▶ _Opdrachten_
1. Herschrijf het stuk uit de beleidsregels over tijdelijke woonruimte dat begint bij "De secretaris, De" en eindigt na "van de bestemmingsplanvoorschriften.". Zet daarin "vergunningaanvraag" op de plaats van "bouwaanvraag".
2. Noem alle datums die in de beleidsregels over tijdelijke woonruimte voorkomen.

Regeling vervallen per 22-04-2015

Beleidsregels met betrekking tot het plaatsen van tijdelijke woonruimte (artikel 3.22 Wro)

Geldend van 01-07-2009 t/m 21-04-2015

Intitulé

Beleidsregels met betrekking tot het plaatsen van tijdelijke woonruimte (artikel 3.22 Wro)

Het college van burgemeester en wethouders van Tubbergen;

Gelet op artikel 4:81 e.v. van de Algemene wet bestuursrecht en artikel 3.22 van de Wet ruimtelijke ordening;

Besluit:

vast te stellen de als bijlage bij dit besluit gevoegde

Beleidsregels met betrekking tot het plaatsen van tijdelijke woonruimte (artikel 3.22 Wro).

Tubbergen, 23 juni 2009

Burgemeester en wethouders voornoemd,

De secretaris, De burgemeester,

drs. ing. G.B.J. Mensink, mr. M.K.M. Stegers

Vorig beleid

Op 30 oktober 2001 is het beleid met betrekking tot tijdelijke woonruimte vastgesteld. Dit beleid is gepubliceerd in Op en Rond de Essen op 27 november 2001. Het beleid luidt als volgt:

Vaststelling beleid met betrekking tot tijdelijke woonruimte

Het komt regelmatig voor dat een bouwaanvraag wordt ingediend voor het plaatsen van tijdelijke woonruimte ingeval van verbouwing of nieuwbouw van de eigen bestaande woning. Het plaatsen van een tijdelijke 2e woonruimte is doorgaans strijdig met de vigerende bestemmingsplanvoorschriften, zodat medewerking uitsluitend mogelijk is na vrijstelling te verlenen van de bestemmingsplanvoorschriften.

▶ _Gegevensregels_
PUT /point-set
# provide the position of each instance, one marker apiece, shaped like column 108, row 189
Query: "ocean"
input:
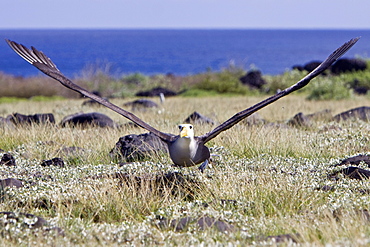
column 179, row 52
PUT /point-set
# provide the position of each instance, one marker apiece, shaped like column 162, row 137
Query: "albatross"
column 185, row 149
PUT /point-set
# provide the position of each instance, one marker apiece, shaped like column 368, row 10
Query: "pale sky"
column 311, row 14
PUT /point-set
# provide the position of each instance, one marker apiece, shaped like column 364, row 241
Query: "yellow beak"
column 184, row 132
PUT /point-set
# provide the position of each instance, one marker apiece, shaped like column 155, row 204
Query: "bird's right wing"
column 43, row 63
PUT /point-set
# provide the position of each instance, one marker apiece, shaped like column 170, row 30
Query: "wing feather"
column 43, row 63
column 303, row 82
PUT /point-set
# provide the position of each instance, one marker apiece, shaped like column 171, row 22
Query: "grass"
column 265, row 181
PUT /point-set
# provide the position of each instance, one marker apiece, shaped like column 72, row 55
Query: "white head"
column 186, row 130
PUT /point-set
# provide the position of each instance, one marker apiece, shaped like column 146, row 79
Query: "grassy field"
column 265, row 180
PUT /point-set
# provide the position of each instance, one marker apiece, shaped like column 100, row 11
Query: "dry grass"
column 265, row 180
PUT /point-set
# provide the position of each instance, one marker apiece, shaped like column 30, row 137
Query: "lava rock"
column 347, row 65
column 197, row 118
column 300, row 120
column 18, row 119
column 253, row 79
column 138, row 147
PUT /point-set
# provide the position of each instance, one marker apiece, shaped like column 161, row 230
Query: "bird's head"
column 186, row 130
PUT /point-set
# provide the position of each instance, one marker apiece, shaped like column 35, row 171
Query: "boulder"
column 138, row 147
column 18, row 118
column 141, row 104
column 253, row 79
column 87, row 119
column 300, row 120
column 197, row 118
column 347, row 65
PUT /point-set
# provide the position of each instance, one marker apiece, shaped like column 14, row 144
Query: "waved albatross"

▶ _Antwoorden_
1.
De secretaris, De burgemeester,

drs. ing. G.B.J. Mensink, mr. M.K.M. Stegers

Vorig beleid

Op 30 oktober 2001 is het beleid met betrekking tot tijdelijke woonruimte vastgesteld. Dit beleid is gepubliceerd in Op en Rond de Essen op 27 november 2001. Het beleid luidt als volgt:

Vaststelling beleid met betrekking tot tijdelijke woonruimte

Het komt regelmatig voor dat een vergunningaanvraag wordt ingediend voor het plaatsen van tijdelijke woonruimte ingeval van verbouwing of nieuwbouw van de eigen bestaande woning. Het plaatsen van een tijdelijke 2e woonruimte is doorgaans strijdig met de vigerende bestemmingsplanvoorschriften, zodat medewerking uitsluitend mogelijk is na vrijstelling te verlenen van de bestemmingsplanvoorschriften.

2. 22-04-2015, 01-07-2009, 21-04-2015, 23 juni 2009, 30 oktober 2001, 27 november 2001